+++ MATERIAL +++

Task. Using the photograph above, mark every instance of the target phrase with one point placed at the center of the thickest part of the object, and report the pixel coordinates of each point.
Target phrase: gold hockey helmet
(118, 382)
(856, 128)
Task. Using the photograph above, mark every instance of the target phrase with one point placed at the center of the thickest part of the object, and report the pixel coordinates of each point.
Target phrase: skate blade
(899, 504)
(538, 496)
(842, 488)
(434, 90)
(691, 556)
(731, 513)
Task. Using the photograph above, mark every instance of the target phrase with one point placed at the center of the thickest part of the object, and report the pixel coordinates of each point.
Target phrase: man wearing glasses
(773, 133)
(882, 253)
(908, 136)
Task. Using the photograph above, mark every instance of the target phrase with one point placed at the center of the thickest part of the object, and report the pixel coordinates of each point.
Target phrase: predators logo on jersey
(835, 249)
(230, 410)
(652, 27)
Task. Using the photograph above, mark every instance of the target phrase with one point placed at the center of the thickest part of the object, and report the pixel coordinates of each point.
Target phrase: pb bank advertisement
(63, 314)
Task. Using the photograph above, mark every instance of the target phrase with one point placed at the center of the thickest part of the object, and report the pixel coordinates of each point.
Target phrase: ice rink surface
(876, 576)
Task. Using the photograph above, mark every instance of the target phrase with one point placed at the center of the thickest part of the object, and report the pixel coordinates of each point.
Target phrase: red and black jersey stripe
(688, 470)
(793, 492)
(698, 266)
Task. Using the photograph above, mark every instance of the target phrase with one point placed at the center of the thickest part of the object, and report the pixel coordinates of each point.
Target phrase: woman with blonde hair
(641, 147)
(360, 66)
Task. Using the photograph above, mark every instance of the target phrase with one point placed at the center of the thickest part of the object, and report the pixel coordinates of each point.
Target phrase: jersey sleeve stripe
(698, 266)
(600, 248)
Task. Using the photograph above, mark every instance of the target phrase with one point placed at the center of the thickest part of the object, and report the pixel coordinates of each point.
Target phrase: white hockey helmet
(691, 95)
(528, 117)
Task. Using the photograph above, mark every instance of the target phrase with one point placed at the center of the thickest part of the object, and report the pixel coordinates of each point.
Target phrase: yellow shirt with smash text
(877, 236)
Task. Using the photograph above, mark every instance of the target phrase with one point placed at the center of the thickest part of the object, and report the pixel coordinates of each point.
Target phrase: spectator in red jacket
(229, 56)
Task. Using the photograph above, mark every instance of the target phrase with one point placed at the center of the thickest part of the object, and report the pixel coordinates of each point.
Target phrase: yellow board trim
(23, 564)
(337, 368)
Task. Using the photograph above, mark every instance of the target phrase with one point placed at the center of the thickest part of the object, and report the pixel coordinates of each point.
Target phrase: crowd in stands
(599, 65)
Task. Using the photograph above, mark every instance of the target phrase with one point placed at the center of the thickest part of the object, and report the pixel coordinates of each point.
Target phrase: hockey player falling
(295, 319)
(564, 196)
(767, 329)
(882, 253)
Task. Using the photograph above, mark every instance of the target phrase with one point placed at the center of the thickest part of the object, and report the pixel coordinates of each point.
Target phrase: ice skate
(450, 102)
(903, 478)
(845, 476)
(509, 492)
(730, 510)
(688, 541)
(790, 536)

+++

Using the listing above, retype each line exactly.

Task. Using the photograph above, mark every instance of the target phrase with one point placed at the center of the thickest part of the object, and report the pixel coordinates of each point.
Target phrase: gold hockey helmet
(118, 382)
(856, 128)
Task. Using the photograph above, mark every instance of the target phrase with one point placed at the center of the thickest part of the object, and report the pixel coordinates of each point.
Target phrase: skate blade
(899, 504)
(538, 496)
(842, 488)
(434, 90)
(691, 556)
(731, 513)
Task. Using the photograph above, mark every instance of the target phrase with one point placed at the center of the thickest part of the object, and report the pixel coordinates of each point.
Target phrase: man wearing glasses
(773, 133)
(882, 253)
(908, 136)
Task. Using the photograph above, mark every instance of the target phrase with one point placed at the center of the thickest part of the object, and report the pixel coordinates of each point.
Target phrase: predators logo on jersey
(835, 249)
(230, 410)
(652, 27)
Task. Using the photograph above, mark every instance of the target phrase with one point placed at the center of the thickest part of the object, and report the pixel coordinates of each point.
Target phrase: pb bank advertisement
(63, 314)
Task. Using the photograph above, mark every instance of the target phrase with one point placed at the center of the thickest part of the object, and report the pixel coordinates of each point.
Target phrase: ice rink surface
(876, 576)
Task. Using the photograph above, mark every instance of the target phrase with one point placed at the center of the thickest part of the object, and report the pixel coordinates of each point.
Target phrase: red and black jersey stripe
(688, 470)
(793, 492)
(698, 266)
Task. Using the photograph above, mark every instance of the target phrase with one point placed at the center of the thickest part of the object, and report the pixel coordinates of each point.
Target phrase: woman with blonde hair
(641, 147)
(360, 66)
Task. Using the photograph above, mark every instance of the target phrase with one point placed at the center of the thickest part of the object, and report the pixel coordinates of each point.
Target phrase: jersey sleeve stripe
(698, 266)
(600, 248)
Task. Using the photograph above, mark every instance of the target phrase with one point placed at the center of the thickest part of the object, and report the pixel coordinates of each point.
Target phrase: white hockey helmet
(691, 95)
(528, 117)
Task. Using the photograph above, mark every instance of the target phrase with one point placed at the center of the thickest part of the object, and report the pixel coordinates of each point.
Target phrase: yellow shirt with smash text
(877, 236)
Task. Using the photograph above, mark every instance of the target phrase with one point placed at the center of the thickest part of the object, and report the pixel coordinates of each point.
Target phrase: spectator in red jacket
(229, 56)
Task. Using the photograph above, mark every instance of the target phrase with one point placed at the center of the thickest part of the object, and report the pixel coordinates of each point.
Target phrase: yellow board trim
(23, 564)
(337, 368)
Task. Using the photograph above, mark every instance of the target phrase with one point placed at the center of the thickest part of the object, and report the pixel coordinates of each point.
Target phrase: crowd in stands
(599, 65)
Task. Using the photograph above, mark every instance of the target phrase with one point placed at the center of the thickest part of the object, and report the pixel coordinates of each point.
Target phrase: hockey player falling
(295, 319)
(564, 196)
(767, 329)
(882, 253)
Task. Using the photograph above, mark every instance of the target phrase with one point placed at the center of the thickest part of the object, and report the pixel coordinates of each point.
Target phrase: ice skate
(450, 102)
(903, 478)
(845, 476)
(509, 492)
(730, 510)
(688, 541)
(790, 536)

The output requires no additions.